> _Exercise directions_
Copy the entries starting at the line containing "For every instance of the black crossbody" and ending at the line containing "pixel 189 88", changing "crossbody" to "shoulder" and leaving everything else unchanged.

> _Items_
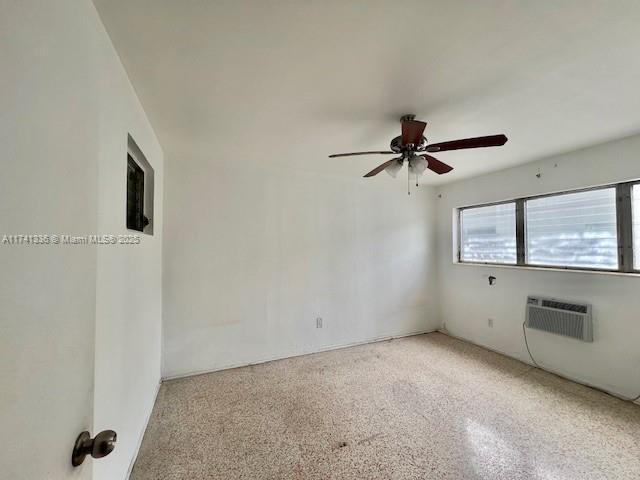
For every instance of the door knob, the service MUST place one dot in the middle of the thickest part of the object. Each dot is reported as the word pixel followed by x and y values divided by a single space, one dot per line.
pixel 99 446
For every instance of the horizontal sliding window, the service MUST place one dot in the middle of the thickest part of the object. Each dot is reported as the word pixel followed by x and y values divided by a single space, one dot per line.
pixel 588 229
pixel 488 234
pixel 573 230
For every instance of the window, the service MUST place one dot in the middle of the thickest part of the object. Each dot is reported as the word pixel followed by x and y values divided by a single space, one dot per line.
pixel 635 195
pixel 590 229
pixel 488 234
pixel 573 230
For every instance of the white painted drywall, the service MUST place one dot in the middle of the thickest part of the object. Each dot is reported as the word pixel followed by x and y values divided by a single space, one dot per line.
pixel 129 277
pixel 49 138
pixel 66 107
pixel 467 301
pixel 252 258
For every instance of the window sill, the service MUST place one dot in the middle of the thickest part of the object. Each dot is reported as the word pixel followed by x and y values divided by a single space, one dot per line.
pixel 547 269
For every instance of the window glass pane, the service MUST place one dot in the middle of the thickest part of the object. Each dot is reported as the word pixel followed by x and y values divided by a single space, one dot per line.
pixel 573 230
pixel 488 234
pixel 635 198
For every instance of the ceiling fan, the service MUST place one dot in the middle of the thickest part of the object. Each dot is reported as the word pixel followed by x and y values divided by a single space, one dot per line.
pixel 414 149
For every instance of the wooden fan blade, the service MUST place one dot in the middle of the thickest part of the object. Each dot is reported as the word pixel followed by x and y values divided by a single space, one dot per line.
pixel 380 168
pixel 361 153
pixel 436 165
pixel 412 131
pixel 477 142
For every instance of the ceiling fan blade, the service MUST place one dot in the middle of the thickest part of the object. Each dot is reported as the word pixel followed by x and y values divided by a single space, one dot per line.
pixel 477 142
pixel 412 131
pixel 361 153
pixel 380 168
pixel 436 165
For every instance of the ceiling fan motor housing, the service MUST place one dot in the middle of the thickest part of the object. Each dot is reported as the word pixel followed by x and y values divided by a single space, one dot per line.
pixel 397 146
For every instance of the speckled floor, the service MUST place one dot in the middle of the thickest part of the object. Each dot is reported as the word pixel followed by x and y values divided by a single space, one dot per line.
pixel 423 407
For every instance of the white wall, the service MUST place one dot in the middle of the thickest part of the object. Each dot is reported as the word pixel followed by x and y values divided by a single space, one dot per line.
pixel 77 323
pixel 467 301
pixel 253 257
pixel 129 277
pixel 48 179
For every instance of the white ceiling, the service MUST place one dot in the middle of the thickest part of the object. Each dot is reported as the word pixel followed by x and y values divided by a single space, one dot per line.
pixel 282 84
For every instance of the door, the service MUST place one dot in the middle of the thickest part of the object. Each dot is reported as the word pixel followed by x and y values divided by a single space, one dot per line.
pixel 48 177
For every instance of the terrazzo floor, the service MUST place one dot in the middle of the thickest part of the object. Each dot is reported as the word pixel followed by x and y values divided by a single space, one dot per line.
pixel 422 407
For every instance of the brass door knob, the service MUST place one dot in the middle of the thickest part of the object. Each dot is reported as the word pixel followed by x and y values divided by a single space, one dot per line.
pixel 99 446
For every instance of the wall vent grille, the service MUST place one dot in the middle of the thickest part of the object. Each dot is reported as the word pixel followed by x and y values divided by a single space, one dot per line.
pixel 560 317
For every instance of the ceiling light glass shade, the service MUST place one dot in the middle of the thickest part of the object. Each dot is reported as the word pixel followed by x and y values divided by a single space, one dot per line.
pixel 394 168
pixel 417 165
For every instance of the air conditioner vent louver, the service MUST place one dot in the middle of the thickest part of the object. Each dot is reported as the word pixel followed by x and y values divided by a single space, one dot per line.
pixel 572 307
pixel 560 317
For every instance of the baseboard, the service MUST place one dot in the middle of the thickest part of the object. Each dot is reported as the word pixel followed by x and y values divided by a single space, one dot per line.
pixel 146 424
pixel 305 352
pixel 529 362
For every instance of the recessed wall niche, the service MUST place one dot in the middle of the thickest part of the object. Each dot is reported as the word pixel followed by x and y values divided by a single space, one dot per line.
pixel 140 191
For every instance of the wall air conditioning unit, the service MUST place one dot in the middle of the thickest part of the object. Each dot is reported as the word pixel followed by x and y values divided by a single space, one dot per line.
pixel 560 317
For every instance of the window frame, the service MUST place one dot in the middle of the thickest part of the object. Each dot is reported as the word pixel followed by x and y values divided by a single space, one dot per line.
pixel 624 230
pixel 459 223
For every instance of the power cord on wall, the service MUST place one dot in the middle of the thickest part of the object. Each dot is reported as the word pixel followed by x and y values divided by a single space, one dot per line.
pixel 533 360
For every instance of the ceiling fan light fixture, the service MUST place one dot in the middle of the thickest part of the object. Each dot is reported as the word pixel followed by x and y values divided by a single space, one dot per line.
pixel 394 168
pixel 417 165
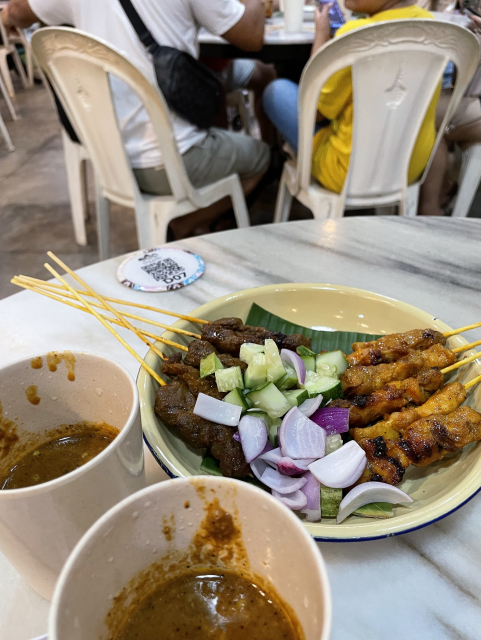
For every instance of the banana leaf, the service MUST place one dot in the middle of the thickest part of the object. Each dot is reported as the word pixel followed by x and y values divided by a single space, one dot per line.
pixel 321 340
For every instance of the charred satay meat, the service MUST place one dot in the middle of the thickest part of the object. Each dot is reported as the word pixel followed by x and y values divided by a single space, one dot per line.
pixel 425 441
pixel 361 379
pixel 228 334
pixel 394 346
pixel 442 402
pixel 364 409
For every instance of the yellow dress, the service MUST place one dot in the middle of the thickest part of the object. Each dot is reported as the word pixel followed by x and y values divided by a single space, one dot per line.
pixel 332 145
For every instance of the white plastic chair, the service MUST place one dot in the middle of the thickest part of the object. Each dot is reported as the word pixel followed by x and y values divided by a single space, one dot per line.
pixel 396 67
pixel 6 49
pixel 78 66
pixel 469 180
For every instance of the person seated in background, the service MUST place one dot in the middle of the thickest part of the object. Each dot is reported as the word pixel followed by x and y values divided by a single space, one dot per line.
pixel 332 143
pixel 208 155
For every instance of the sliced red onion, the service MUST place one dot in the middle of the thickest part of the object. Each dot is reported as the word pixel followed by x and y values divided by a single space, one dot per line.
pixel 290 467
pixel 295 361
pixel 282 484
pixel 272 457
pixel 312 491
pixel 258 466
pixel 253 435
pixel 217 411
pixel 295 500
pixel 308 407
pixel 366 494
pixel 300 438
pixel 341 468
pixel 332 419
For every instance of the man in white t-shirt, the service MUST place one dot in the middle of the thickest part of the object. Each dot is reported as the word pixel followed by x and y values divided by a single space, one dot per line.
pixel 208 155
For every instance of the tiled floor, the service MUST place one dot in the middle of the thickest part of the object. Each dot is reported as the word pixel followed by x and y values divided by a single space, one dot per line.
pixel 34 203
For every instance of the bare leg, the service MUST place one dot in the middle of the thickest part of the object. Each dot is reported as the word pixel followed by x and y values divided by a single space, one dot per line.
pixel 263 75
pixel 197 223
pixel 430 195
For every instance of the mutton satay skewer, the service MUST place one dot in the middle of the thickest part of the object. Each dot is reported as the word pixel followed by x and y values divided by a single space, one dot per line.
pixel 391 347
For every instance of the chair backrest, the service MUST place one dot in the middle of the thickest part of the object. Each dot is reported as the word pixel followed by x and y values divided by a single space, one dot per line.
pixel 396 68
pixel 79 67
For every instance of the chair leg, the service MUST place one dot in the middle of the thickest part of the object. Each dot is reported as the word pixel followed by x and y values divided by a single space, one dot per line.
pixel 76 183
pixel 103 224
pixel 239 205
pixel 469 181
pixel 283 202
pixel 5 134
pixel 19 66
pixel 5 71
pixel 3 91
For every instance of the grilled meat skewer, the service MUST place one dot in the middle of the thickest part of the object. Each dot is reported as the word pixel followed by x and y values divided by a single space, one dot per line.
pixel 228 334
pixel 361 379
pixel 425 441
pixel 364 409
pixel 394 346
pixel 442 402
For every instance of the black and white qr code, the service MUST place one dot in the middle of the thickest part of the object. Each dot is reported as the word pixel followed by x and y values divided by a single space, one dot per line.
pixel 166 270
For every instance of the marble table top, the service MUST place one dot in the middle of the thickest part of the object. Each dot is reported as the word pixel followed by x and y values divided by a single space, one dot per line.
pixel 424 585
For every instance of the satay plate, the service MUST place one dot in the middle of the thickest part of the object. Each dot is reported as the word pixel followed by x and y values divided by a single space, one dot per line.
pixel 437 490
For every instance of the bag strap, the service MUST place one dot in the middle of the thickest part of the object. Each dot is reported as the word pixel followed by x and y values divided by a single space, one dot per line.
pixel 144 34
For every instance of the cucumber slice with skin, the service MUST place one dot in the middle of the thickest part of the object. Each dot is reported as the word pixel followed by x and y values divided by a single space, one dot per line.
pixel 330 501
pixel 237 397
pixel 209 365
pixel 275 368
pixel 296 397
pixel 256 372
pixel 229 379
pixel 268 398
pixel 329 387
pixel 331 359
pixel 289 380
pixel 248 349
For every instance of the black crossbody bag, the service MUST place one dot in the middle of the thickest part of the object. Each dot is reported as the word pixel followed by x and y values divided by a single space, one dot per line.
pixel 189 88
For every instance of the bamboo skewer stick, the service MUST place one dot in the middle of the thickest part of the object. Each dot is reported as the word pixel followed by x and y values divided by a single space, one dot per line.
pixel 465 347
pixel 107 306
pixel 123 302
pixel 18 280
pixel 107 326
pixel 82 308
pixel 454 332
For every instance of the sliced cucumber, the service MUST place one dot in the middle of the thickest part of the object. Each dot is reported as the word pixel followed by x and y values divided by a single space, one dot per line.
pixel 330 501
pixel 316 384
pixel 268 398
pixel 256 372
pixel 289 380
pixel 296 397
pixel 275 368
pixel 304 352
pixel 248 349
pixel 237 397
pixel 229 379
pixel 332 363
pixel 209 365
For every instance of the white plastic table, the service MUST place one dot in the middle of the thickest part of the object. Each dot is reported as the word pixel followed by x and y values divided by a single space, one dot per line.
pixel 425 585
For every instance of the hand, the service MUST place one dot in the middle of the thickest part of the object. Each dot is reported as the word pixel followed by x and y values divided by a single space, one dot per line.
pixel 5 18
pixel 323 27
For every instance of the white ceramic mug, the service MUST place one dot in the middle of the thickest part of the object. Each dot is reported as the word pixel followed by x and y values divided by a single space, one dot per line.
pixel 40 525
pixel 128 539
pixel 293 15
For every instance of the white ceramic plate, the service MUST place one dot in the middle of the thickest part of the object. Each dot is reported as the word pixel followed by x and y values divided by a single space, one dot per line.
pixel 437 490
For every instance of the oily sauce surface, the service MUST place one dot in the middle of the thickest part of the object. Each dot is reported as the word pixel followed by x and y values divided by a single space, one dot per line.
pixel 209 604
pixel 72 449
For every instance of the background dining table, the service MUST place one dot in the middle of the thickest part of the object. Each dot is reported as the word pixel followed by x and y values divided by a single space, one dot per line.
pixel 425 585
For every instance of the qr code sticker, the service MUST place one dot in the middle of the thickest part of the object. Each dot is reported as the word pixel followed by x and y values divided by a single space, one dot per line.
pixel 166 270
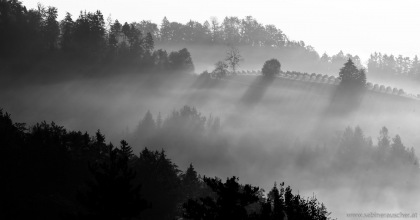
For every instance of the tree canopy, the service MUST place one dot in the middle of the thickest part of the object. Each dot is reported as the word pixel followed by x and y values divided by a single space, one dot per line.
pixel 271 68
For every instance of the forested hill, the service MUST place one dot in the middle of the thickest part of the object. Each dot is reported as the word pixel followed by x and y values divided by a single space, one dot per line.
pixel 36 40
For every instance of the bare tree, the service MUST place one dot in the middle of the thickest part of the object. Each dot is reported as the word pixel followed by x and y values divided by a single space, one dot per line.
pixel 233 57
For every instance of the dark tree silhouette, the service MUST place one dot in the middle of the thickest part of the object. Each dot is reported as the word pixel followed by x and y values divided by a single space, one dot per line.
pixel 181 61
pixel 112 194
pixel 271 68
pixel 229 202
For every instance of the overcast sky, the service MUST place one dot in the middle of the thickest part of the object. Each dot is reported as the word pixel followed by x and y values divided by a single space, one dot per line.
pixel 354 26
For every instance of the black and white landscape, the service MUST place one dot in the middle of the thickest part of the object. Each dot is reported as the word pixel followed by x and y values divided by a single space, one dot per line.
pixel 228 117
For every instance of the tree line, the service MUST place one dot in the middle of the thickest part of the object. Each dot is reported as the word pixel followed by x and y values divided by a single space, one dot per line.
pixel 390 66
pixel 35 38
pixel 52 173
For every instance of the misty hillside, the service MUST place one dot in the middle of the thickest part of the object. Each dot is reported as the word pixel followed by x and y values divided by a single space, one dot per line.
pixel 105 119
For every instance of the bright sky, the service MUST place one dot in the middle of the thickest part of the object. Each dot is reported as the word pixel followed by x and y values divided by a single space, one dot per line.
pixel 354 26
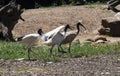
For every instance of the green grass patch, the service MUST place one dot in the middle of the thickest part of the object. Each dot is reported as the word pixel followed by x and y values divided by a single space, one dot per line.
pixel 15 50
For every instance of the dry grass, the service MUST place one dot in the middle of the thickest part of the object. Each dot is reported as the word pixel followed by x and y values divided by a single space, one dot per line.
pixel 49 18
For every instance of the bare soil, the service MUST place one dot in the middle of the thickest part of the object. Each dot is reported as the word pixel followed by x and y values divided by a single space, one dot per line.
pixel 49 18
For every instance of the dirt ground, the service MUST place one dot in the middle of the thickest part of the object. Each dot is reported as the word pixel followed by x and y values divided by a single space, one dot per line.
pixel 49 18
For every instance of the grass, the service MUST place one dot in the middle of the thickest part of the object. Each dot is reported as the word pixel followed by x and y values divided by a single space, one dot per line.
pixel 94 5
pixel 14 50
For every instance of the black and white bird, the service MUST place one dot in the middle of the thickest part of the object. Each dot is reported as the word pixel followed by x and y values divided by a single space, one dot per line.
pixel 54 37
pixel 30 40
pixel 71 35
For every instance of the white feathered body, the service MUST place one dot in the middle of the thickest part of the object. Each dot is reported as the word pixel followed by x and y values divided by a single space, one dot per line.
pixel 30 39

> _Task output_
For every instance of the black shoulder bag, the service MUST place one dot in the middle of the thickest part of the object. Each dot is reported as the word pixel followed by x and y values divided by a single space, one dot per line.
pixel 189 88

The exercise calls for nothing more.